■ GIVEN REQUEST
Report each line of the data below that contains the word "Draw", and copy every such line in full.

##### PROVIDED ENTRIES #####

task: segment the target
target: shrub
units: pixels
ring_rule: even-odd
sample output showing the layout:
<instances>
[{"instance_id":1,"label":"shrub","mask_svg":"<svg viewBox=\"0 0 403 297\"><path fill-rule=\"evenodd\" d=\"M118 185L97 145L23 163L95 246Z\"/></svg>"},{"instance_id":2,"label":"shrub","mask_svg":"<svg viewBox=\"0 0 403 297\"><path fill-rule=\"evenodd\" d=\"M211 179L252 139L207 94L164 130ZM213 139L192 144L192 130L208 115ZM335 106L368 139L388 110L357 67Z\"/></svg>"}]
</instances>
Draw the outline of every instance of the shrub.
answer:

#####
##### PROVIDED ENTRIES #####

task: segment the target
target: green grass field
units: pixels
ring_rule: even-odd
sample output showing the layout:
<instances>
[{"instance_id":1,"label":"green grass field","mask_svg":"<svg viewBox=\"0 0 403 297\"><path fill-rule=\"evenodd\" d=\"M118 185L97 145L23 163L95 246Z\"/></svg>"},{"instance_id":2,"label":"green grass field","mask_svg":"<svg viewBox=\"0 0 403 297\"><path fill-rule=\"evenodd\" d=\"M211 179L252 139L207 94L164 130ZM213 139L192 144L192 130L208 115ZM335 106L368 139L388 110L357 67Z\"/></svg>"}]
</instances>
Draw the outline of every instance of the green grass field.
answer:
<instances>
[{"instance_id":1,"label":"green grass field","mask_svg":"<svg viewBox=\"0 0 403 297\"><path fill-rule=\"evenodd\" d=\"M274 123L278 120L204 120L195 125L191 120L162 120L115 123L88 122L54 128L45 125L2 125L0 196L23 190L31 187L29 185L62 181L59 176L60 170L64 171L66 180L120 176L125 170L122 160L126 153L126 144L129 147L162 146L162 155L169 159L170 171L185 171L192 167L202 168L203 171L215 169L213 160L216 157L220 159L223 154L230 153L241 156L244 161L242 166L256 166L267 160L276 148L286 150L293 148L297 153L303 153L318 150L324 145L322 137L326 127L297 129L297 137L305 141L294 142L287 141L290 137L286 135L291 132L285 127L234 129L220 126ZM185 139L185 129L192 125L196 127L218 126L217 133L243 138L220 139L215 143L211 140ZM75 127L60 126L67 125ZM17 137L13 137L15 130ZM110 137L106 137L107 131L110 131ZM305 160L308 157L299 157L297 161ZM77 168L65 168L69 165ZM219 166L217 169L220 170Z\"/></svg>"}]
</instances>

#####

■ OUTPUT OF THE TASK
Draw the outline of every instance of the shrub.
Draw the outline of every instance of the green grass field.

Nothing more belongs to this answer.